━━━━━ Page

Renoir, Pierre-Auguste Biography
(1841-1919)
Was one of the greatest of the painters affected by Impressionism. Renoir
worked from the age of thirteen in a china factory and his early training as a
painter on porcelain predisposed him towards the Impressionists' light palette.
In 1861 Renoir spent some time in the teaching studio of Gleyre, where he met
Monet, Bazille and Sisley. Renoir also frequented the Louvre, and was
particularly interested in Watteau, Boucher and Fragonard: all his life he was
conscious of the need to study art in museums, and dissatisfied with the purely
visual aspects of Impressionism. The main influence on his early career was
Courbet, until about 1868, and during this time he used heavy impasto and rather
dark color. In 1868 Renoir and Monet worked together on the Seine, and as a
result of painting continually out of doors - and of Monet's influence - his
color became lighter and higher in key, and his handling freer, the whole canvas
being managed in patches of colored light and shadow without any definite
drawing. Renoir exhibited in the first three Impressionist exhibitions, and then
in the seventh; after 1877 he was successful in getting some of his portraits
into the Salon and was unwilling to risk the market that this offered for the
sake of the often disadvantageous advertisement provided by the group shows. In
1881 (and again in 1882) Renoir visited North Africa, was in Guernsey in 1883,
and made the first of several trips to Italy in the winter of 1881-2; he later
traveled widely, visiting London, Holland, Spain and Germany, studying in
museums. Renoir deeply admired Raphael and Velazquez - more even than Rubens, to
whose art his own was so much indebted. After his first Italian journey his
drawing became much firmer, his Impressionism much less the spontaneous result
of purely visual stimuli than the conscious use of color to recreate nature and
form, and this in turn involved departure from Monet's form of Impressionism -
direct painting before the object - by the adoption of a more elaborate
technique, with preparatory drawings and successive sessions on the canvas while
the figure and its setting were worked up: 'Il Jaut meubler la toile' (the
canvas must be furnished. . . ) was his way of putting it. Where his early works
include portraits, landscapes, flowers and groups of figures in settings of
cafe, dance-hall, boats or riverside landscapes, his late works are mostly
nudes, or near nudes. The warmth and tenderness of pink and pearly flesh
entranced him and gave him full scope for his favorite color schemes of pinks
and reds, and the exploitation of a chosen color scheme is in itself an
un-Impressionist idea.

━━━━━━━━━━
━━━━━ Information supplied

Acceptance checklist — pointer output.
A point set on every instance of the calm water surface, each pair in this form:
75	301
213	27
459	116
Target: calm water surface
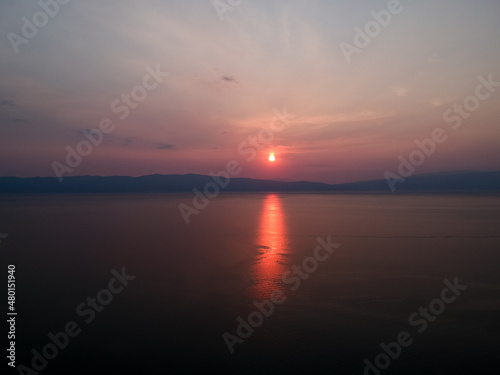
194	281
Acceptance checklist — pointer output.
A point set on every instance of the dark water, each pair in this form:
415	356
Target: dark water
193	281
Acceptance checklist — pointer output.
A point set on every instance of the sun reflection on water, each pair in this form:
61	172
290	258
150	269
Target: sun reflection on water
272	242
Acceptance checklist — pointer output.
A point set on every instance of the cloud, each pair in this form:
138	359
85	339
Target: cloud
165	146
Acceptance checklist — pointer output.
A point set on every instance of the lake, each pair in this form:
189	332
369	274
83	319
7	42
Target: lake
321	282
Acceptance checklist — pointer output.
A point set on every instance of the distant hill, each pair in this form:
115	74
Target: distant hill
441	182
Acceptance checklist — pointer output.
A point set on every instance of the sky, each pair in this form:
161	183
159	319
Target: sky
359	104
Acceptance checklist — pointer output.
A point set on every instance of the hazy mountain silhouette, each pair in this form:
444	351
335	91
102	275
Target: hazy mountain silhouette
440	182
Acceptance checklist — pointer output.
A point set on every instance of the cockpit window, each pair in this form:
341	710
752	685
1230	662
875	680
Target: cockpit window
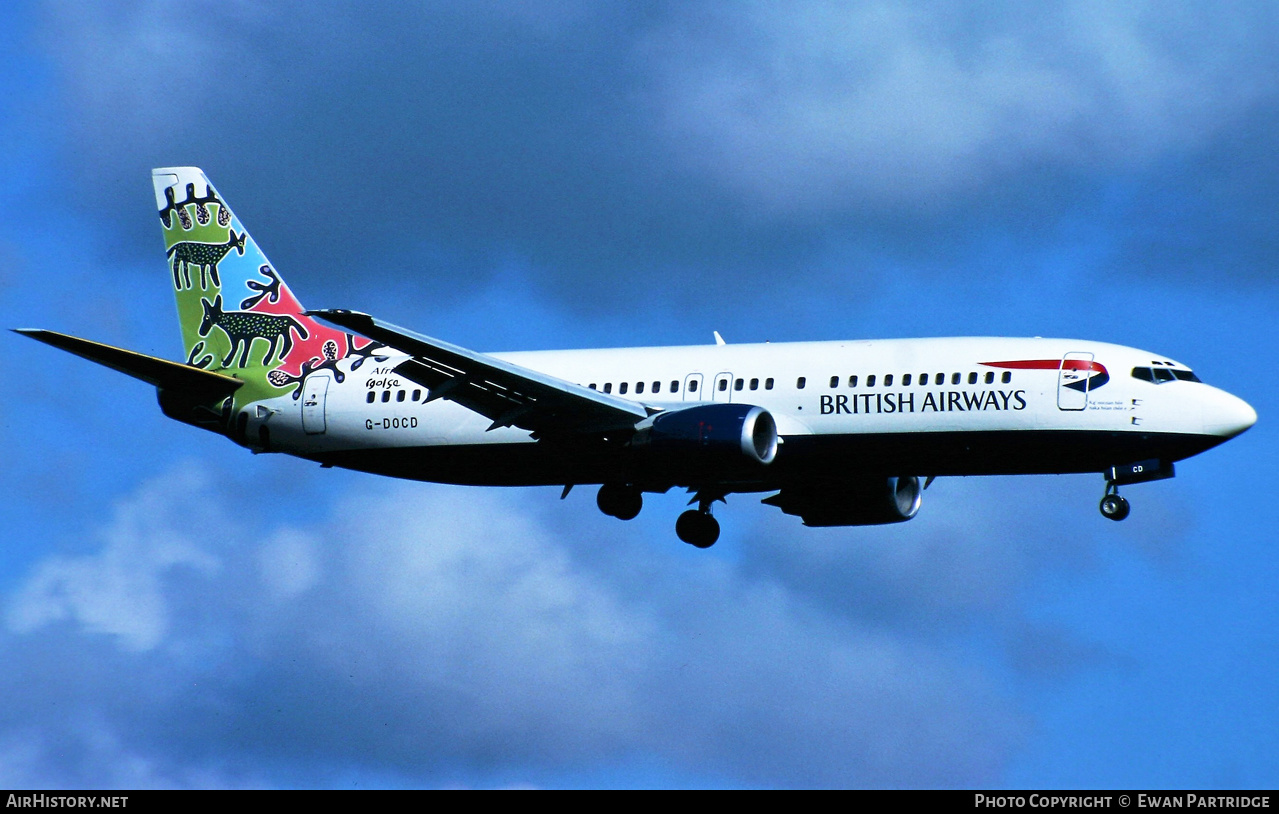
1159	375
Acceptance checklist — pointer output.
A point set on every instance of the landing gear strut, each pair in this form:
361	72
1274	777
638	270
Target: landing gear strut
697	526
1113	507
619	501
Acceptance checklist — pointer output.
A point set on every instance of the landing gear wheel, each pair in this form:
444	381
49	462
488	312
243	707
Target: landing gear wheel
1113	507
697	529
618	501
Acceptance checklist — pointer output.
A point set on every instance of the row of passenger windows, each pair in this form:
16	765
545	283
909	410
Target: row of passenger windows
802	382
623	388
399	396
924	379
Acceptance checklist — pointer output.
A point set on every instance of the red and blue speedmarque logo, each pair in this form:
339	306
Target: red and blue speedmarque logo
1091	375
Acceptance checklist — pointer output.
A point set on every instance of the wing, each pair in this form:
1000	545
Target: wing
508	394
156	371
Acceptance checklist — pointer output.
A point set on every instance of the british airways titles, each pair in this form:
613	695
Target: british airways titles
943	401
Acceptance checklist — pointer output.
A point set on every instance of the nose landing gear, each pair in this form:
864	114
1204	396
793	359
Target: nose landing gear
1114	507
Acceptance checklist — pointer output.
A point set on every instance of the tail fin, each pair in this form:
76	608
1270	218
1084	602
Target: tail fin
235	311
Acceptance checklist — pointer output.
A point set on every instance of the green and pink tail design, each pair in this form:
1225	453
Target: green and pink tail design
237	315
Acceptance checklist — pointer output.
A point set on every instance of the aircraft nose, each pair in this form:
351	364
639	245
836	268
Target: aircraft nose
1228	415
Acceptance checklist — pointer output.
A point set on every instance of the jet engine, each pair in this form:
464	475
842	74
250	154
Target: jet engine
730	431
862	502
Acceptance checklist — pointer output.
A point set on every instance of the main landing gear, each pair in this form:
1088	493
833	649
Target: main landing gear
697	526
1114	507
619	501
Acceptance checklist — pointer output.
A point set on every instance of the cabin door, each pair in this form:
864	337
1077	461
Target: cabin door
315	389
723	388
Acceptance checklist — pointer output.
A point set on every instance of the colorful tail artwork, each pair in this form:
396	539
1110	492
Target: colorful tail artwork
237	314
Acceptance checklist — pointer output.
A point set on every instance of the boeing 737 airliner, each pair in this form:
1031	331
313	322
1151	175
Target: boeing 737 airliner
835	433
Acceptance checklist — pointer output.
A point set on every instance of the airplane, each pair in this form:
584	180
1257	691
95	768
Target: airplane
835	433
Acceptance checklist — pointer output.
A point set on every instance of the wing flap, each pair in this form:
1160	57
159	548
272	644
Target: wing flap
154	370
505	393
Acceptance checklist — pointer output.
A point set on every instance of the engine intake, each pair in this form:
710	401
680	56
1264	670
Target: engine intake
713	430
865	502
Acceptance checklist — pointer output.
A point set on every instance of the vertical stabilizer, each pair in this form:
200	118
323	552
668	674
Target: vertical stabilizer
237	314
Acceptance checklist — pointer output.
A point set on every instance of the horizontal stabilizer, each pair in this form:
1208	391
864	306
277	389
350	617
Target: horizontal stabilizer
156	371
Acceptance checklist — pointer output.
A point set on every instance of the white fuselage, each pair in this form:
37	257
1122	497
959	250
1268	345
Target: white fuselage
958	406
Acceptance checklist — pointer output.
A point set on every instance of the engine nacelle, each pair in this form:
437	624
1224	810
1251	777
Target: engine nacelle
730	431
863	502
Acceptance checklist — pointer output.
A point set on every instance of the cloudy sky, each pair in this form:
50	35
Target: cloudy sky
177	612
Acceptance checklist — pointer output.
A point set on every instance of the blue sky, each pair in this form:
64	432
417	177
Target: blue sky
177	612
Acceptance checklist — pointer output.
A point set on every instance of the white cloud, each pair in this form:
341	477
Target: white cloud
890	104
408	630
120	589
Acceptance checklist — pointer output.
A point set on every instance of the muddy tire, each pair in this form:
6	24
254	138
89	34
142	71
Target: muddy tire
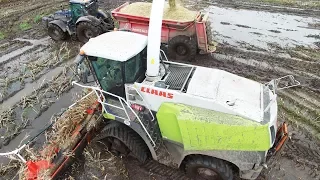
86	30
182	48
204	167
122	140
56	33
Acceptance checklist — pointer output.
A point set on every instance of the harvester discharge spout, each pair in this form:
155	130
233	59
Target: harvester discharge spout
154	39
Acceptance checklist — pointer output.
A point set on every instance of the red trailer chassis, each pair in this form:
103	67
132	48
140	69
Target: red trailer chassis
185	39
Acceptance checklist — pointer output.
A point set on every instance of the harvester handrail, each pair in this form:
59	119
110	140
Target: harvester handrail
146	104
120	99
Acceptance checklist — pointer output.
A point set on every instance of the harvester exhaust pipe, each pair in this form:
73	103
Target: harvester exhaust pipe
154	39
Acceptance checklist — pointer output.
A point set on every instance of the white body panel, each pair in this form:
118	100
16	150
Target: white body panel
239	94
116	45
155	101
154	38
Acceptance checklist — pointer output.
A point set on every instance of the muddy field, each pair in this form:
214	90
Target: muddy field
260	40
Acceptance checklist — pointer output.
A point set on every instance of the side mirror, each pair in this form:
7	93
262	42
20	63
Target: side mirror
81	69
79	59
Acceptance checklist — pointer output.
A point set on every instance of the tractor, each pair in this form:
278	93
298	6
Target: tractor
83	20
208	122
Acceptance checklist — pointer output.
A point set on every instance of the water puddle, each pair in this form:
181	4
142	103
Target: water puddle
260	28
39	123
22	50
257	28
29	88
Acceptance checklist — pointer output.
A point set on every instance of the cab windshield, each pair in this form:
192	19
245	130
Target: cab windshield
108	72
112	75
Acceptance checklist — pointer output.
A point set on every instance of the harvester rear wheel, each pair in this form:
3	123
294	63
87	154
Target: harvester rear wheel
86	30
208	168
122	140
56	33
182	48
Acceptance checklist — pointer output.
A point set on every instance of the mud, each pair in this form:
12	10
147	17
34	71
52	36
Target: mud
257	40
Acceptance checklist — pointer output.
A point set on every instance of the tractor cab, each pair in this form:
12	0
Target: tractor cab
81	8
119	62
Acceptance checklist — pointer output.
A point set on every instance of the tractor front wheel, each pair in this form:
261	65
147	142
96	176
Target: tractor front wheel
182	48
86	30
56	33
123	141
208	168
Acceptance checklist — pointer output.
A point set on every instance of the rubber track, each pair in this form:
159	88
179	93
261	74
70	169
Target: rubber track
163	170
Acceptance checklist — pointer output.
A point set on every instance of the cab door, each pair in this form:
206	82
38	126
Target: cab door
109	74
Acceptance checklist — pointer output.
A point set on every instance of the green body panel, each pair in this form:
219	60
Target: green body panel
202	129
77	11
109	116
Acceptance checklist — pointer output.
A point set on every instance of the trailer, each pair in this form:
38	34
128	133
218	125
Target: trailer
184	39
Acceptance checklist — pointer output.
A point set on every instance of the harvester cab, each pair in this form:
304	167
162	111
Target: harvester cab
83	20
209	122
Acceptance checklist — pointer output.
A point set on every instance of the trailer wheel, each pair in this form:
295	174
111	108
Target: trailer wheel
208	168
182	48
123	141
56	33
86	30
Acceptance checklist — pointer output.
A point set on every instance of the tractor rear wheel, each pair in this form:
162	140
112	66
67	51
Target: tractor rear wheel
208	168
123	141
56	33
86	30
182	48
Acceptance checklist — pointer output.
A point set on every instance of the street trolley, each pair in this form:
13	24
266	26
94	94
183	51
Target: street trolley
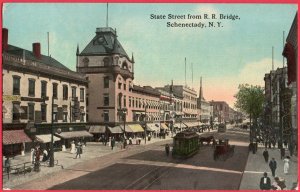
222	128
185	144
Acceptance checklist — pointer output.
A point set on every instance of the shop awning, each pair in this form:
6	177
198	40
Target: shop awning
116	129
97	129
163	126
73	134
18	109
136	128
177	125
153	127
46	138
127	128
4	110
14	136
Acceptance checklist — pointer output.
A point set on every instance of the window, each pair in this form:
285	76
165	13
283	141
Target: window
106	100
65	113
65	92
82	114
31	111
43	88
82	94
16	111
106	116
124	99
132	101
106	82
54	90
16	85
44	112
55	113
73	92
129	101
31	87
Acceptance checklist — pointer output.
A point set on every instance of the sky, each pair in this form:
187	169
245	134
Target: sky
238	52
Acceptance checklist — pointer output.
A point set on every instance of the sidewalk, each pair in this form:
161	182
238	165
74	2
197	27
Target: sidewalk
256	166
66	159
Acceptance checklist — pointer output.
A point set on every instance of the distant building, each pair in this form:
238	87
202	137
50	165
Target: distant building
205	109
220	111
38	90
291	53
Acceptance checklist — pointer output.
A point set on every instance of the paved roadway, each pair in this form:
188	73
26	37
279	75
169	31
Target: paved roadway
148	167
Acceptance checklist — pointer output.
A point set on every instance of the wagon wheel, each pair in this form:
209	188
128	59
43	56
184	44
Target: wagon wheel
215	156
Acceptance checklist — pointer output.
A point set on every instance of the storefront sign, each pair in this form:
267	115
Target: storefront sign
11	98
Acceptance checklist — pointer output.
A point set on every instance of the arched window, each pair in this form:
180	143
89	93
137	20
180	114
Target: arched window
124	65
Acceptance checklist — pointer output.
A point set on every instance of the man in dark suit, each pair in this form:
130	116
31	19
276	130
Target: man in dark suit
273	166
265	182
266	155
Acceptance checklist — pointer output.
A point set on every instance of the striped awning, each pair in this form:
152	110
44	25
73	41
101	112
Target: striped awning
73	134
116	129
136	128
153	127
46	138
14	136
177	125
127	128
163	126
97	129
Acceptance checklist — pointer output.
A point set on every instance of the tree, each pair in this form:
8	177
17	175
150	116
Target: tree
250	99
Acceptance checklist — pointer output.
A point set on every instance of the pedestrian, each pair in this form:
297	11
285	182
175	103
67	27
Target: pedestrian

━━━━━━━━━━

Problems:
1 - Reproduce the passage of the Renoir biography starting at "Was one of the" and ending at "Impressionists' light palette.".
2 - Answer these from the Renoir biography:
(a) At what age did Renoir begin working in a china factory?
(b) In whose teaching studio did he spend time in 1861?
(c) In what year did Renoir and Monet work together on the Seine?

Answers for the tasks:
1 -
Was one of the greatest of the painters affected by Impressionism. Renoir
worked from the age of thirteen in a china factory and his early training as a
painter on porcelain predisposed him towards the Impressionists' light palette.

2 -
(a) Thirteen
(b) Gleyre's
(c) 1868